What needs to be done
Rewrite the rows from the line containing "Thank you for the photo. Please point out the man's beard" through the last row, requests included, offsetting every coordinate in the answers by 137.

Records from a data collection:
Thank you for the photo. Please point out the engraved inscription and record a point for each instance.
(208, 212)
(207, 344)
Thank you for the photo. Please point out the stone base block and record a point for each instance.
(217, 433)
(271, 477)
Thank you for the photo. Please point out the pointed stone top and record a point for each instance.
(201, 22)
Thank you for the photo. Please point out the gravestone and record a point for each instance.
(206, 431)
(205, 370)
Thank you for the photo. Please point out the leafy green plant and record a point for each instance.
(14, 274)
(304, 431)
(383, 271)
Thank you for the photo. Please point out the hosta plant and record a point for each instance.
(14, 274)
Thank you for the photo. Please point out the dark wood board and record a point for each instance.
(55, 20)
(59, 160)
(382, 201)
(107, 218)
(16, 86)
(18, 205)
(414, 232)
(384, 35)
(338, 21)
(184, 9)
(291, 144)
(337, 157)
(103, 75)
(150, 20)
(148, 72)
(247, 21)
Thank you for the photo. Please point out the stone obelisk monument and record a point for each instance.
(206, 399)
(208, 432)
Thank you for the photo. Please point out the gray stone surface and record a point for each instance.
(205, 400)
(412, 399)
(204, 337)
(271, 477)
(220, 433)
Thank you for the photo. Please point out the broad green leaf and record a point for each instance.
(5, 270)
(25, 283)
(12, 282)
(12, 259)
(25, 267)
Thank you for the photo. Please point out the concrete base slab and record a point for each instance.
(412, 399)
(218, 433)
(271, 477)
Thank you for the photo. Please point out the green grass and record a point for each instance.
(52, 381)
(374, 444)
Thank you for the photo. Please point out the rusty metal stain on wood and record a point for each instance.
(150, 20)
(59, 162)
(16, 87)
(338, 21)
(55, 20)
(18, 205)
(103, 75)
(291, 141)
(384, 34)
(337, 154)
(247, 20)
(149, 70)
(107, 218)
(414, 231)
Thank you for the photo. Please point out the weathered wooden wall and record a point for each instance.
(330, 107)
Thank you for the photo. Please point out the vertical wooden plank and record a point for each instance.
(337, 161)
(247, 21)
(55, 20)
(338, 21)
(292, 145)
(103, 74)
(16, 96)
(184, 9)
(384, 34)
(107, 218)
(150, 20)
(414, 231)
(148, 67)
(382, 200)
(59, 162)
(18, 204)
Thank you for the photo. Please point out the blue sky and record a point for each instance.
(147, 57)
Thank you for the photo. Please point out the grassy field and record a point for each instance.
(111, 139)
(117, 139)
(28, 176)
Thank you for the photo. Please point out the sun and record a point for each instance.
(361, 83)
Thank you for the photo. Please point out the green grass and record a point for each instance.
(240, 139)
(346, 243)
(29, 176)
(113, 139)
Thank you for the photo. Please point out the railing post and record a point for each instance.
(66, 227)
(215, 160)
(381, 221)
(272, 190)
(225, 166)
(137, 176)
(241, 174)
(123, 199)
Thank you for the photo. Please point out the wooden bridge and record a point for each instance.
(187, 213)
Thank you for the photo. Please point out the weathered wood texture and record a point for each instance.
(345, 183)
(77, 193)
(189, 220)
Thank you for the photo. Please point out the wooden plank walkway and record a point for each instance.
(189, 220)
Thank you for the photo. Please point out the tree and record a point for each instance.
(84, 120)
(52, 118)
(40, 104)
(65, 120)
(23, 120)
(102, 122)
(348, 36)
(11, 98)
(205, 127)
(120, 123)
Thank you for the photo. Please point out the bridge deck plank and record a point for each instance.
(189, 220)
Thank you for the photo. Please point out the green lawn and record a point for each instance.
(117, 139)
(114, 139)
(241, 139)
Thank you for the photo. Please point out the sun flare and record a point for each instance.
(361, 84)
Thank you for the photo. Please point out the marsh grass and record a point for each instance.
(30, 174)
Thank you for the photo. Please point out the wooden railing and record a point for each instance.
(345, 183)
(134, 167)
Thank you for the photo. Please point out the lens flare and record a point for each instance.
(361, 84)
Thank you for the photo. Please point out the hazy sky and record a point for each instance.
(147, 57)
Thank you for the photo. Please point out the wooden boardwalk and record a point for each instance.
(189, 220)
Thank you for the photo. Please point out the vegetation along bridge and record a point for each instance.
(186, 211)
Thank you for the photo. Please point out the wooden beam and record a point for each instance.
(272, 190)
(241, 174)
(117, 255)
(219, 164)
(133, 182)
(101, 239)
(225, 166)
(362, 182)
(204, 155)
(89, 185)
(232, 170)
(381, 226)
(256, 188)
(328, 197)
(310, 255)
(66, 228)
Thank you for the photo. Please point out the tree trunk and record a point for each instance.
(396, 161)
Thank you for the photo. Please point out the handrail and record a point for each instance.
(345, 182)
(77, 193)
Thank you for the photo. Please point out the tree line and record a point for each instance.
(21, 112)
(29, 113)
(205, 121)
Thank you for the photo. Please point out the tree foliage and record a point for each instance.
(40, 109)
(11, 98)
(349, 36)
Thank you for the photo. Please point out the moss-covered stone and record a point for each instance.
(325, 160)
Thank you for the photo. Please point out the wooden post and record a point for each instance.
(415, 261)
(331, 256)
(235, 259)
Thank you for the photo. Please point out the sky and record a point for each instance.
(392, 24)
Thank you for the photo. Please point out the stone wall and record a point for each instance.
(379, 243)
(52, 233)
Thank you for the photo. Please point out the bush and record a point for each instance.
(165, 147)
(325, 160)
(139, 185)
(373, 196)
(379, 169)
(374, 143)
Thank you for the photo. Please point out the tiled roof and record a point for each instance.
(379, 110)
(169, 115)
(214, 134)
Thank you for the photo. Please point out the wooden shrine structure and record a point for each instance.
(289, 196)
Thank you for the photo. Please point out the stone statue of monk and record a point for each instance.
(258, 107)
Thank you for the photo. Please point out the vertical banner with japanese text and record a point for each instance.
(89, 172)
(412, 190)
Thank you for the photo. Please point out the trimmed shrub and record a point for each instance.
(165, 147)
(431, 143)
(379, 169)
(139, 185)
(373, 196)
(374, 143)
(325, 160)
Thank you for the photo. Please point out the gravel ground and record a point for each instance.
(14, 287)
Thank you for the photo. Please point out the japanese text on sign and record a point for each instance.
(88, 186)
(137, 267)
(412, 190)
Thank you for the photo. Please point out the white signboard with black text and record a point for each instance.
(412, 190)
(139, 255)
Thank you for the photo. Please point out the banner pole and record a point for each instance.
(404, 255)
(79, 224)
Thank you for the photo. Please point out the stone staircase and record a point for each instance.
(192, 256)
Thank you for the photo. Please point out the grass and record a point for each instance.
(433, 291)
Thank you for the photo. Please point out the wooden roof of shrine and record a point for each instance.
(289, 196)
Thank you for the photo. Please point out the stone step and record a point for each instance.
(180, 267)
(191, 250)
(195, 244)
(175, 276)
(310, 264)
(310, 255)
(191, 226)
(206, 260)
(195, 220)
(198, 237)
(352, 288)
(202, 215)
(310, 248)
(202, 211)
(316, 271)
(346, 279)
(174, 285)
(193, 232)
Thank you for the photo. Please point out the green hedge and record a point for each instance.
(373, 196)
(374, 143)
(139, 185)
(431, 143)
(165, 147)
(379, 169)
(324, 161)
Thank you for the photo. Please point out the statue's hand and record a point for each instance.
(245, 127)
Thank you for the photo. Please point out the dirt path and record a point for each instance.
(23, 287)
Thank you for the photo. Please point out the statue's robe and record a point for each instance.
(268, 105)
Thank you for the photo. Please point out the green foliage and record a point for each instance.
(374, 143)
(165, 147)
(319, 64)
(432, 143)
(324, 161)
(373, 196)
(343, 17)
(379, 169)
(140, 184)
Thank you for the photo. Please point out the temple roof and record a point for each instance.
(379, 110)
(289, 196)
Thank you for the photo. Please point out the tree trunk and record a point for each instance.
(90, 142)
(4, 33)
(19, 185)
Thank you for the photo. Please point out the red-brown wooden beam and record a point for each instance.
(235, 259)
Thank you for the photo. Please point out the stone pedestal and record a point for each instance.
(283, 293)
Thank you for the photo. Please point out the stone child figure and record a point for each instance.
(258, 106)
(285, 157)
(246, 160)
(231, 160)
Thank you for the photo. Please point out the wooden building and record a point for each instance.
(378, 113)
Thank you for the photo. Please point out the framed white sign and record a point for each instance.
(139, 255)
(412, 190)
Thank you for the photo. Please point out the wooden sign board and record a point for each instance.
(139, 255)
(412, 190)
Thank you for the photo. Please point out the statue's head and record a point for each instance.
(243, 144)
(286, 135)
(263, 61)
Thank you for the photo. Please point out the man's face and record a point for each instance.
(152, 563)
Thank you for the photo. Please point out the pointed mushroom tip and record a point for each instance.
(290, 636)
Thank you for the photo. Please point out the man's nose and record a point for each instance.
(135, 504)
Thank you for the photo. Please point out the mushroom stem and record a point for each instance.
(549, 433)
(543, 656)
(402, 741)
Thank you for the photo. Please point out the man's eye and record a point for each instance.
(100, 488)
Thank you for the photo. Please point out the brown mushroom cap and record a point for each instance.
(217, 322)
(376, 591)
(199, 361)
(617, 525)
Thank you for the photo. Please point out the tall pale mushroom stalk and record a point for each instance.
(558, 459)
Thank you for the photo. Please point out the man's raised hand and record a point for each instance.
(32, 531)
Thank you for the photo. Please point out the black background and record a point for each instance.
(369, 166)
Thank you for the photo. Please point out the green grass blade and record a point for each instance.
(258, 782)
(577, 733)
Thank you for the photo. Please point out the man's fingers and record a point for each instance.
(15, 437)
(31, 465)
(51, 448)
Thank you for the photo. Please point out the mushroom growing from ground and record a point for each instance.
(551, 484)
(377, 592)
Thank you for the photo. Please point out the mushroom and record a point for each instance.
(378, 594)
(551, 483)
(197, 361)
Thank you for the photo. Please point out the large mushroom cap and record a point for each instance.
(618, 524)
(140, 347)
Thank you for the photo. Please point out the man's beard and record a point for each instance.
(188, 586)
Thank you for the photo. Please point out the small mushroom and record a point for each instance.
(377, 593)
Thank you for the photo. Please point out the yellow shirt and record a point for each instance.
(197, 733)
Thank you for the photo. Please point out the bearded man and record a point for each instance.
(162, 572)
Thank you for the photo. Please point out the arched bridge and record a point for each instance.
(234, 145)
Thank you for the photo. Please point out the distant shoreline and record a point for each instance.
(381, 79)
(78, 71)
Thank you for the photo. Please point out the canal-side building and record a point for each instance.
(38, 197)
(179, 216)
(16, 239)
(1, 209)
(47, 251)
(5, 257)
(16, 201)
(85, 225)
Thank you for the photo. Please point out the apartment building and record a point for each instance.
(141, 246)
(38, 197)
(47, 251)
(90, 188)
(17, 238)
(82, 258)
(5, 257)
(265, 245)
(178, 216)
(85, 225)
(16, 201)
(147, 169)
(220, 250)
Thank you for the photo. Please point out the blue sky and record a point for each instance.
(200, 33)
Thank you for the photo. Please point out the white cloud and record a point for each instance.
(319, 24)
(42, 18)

The reply
Thank you for the photo. Please point out the man's beard and record a point for each instance.
(325, 723)
Thank you for the photo. Please point out the small mushroom and record a point for each instance.
(514, 730)
Thank you for the photo. Please point out the yellow shirt and record a point for each instance.
(334, 870)
Thank you for the photo. Please point out the bearded man and record a point for each instance.
(299, 709)
Thank you for the photo. Please point out the arched bridge and record a point for each instance.
(371, 282)
Thank you for the photo. Please point out the distant shoreline and record a point for each instance.
(518, 216)
(215, 208)
Thank you for the photo. Please point out the canal-side building and record a point for each instance.
(175, 334)
(316, 353)
(153, 376)
(138, 346)
(184, 388)
(142, 394)
(153, 338)
(222, 362)
Thank you for the photo. Please point out the apartment building and record a point for each instance.
(278, 383)
(175, 334)
(184, 388)
(227, 325)
(154, 375)
(219, 395)
(142, 394)
(402, 382)
(315, 353)
(222, 362)
(153, 338)
(284, 306)
(357, 387)
Thank you for the photo. Please point out the blue sky and record a point for each instance.
(337, 170)
Thank you for the photo. Please point out the white cloud and record a point for each instance.
(456, 161)
(179, 155)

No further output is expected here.